WRITTEN PROBLEM:
Please retype the rows below verbatim, starting at the line containing "task | put a marker on each instance of the man" and ending with the line containing "x=76, y=322", both included. Copy nothing before or after that span.

RECORDS FOR THIS TASK:

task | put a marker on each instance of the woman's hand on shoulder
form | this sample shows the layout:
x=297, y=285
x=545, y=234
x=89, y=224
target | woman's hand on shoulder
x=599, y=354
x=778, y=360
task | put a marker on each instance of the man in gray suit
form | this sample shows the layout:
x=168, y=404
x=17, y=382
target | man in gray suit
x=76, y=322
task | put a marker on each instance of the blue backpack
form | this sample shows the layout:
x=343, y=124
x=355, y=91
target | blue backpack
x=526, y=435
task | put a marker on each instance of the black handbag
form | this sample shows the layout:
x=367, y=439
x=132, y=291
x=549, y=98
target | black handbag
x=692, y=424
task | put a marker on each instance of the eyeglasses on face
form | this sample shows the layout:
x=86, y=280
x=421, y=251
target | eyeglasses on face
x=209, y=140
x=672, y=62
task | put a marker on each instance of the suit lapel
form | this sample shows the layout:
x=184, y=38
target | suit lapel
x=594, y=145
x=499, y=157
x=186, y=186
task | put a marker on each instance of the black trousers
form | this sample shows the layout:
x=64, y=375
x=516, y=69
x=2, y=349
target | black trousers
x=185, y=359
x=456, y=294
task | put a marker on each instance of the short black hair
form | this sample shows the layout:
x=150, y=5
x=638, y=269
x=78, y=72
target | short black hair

THE OUTPUT:
task | put a marker on each instance of the man in gray suit
form | this sample shows the layout:
x=168, y=404
x=17, y=382
target | man in gray suit
x=76, y=322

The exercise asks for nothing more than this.